***** Text for analysis *****
There has never been resistance to the intercultural vision of the congregation from the church’s pioneers, who are now seniors, Chow commented, although this group sometimes wishes to “rest” from change and effort.

Ironically, noted Peters, it’s the boomer generation that, while intellectually in favour, has difficulty breaking through and integrating other cultures.

Esperanza

Another intentionally intercultural Mennonite Brethren church is the Esperanza Multicultural Church, a church in Delta that embraces a variety of Spanish-speaking cultures as well as English cultures. The Esperanza congregation was first affiliated with Mennonite Brethren as a linguistic congregation of Willingdon Church. In 2002, the group became an independent MB church. Translated services didn’t meet their needs or interests; they wanted to be an ethnic church that would reach back into the English community.

“We are intercultural or multicultural even though we use Spanish,” pastor Rob Brynjolfson said in a telephone interview. “We represent a variety of Spanish-speaking cultures.” The church embraced a vision to be intentionally intercultural, and that meant developing an English language church – for their youth who are in the “shadowlands” between Spanish and English cultures, but also for outreach.

Both Brynjolfson and Peters have been involved in the larger intentionally intercultural churches (IIC) “movement.” It emerged as churches across North America recognized a reality and became more intentional about it. It’s a mindset, Brynjolfson said, that develops into strategy.

IIC Conferences in Ontario and B.C. have brought together participating church leaders to learn the issues, and Brynjolfson is co-editor of a manual for churches in transition, Becoming an Intentionally Intercultural Church.
***** Available data *****
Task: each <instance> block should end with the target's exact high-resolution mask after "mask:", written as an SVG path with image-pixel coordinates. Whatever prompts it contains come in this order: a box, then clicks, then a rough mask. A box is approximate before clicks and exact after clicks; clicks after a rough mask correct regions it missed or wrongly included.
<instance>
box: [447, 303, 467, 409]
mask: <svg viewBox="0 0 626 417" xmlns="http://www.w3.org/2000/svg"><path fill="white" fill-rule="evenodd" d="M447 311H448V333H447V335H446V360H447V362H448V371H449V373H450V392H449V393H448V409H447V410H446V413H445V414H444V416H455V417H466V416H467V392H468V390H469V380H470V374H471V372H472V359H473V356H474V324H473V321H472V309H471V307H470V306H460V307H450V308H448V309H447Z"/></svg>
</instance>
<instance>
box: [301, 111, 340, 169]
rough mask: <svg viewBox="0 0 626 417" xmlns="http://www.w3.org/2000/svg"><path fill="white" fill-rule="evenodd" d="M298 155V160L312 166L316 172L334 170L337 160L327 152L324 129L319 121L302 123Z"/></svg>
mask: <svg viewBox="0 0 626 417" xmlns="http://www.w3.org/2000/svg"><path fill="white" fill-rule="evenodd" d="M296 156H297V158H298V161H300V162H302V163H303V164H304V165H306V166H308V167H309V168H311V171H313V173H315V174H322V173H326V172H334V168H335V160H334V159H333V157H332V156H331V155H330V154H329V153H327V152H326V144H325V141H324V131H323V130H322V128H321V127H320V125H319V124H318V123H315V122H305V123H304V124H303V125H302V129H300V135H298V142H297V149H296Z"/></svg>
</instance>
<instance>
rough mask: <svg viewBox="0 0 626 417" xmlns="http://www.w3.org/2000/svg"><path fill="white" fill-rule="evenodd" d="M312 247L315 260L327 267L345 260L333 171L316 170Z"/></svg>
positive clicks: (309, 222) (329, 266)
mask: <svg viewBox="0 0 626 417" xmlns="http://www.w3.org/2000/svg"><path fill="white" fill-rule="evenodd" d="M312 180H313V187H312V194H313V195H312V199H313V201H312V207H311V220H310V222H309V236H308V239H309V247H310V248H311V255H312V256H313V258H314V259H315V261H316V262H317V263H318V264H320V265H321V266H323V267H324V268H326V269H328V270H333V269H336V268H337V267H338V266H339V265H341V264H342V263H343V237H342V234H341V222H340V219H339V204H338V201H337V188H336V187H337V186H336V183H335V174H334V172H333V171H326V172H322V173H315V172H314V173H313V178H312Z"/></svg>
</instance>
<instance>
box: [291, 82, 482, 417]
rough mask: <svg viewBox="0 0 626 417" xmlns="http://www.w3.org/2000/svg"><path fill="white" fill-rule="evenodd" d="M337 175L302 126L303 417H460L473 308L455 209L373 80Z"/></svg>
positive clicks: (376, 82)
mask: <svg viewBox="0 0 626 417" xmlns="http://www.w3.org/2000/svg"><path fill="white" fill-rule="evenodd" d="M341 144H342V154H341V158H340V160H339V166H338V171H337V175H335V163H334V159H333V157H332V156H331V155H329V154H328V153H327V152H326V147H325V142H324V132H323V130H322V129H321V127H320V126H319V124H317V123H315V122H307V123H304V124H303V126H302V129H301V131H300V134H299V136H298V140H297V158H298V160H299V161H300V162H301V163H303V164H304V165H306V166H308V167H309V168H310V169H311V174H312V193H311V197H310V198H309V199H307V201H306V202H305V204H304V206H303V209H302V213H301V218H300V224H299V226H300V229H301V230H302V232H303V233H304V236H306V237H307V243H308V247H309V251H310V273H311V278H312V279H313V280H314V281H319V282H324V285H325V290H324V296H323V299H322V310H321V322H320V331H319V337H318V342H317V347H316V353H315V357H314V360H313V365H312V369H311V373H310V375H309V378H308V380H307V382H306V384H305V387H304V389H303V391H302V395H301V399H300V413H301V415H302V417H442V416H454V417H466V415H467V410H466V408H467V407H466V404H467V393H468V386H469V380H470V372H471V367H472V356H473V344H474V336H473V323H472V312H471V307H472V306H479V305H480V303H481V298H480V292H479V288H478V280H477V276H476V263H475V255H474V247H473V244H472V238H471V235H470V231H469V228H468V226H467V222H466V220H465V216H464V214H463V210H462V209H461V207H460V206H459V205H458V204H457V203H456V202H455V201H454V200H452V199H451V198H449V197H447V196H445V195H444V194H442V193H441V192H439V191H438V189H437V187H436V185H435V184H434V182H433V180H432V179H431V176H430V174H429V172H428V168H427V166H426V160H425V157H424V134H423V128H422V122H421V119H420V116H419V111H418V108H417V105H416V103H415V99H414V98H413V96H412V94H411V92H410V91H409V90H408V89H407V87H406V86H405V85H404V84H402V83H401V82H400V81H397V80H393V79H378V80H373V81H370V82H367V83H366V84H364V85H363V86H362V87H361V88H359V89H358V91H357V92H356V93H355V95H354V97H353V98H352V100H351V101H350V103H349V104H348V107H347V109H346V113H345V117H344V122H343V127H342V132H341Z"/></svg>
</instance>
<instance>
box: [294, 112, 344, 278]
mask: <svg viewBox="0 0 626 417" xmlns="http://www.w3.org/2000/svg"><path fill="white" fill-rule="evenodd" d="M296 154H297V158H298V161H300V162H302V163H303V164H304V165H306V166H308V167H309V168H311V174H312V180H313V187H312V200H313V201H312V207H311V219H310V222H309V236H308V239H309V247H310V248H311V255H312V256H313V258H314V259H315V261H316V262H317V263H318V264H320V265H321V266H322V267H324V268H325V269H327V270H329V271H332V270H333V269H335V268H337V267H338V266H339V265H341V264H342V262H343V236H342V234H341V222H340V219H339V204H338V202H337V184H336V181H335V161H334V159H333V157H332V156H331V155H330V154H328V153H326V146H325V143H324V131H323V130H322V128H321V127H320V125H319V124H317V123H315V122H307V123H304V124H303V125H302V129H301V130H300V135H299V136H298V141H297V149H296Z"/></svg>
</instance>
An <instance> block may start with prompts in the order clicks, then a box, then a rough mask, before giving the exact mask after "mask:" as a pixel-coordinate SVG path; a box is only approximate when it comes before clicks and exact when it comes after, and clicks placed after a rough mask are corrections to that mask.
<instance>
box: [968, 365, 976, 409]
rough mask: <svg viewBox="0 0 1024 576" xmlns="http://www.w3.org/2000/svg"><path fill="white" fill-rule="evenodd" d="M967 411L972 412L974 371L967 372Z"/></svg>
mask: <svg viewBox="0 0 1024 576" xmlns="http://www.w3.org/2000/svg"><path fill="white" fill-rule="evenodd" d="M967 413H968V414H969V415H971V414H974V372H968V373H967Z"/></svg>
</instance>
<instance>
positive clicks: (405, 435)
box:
*****
• _Work request 1_:
Summarize the passage on intercultural churches above in two sentences.
• _Work request 2_:
According to the passage on intercultural churches, in what year did the Esperanza congregation become an independent Mennonite Brethren church?
• _Work request 3_:
Carry on the passage on intercultural churches from its final sentence.

• _Written answer 1_:
The Esperanza Multicultural Church in Delta, which became an independent Mennonite Brethren church in 2002, embraces a variety of Spanish-speaking cultures along with English ones and has been developing an English-language church for its youth and for outreach. Its pastor, Rob Brynjolfson, is part of the wider intentionally intercultural churches movement and co-edited a manual titled Becoming an Intentionally Intercultural Church.

• _Written answer 2_:
2002

• _Written answer 3_:
All about culture

For some participants, the intentionally intercultural church movement represents a specific challenge to the homogenous unit principle (HUP) promoted by the Church Growth Movement of the 1970s and 1980s. Brynjolfson’s own view is that IIC doesn’t negate church growth principles and that there are many models of church that can be used. For him, it’s about culture.

“As evangelicals, we need to develop a more concise and accurate theology of culture,” he said. Often wrongly seen as the problem, culture is a gift of God, Brynjolfson said, to which we give “expression.” It is like two sides of a coin: affected by human depravity and reflective of the Creator.
A theology of culture, therefore, involves humility about our own culture and respect for that of others. It has to follow, he said, quoting Eric Law (The Wolf Shall Dwell with the Lamb) “the road of the cross.”

Worth it?

The four leaders I met with at Killarney Park Church radiated their commitment to the vision God has given them. They believe the attempt to be intercultural is both right and necessary, especially for churches in places like Vancouver, and they believe it’s worth it. They told good stories of how the congregation has changed, and how they have been changed.

David Chow told, for example, of an Iranian couple – Muslim – who came to Killarney Park several years ago. They liked the music, the messages and the fellowship. Some time later the father asked Chow to “raise” their son, that is, to be like a father to him and teach him the ways of Jesus Christ. This son, now a teen, has become a Christian.

Upon hearing of his son’s conversion, the father said, “You say you are a Christian; you better live as a Christian.” This story of people encountering Jesus, like others they told, is one that is still unfolding.

Quite simply, as Rob Brynjolfson said, “Jesus is honoured when we reach out interculturally.”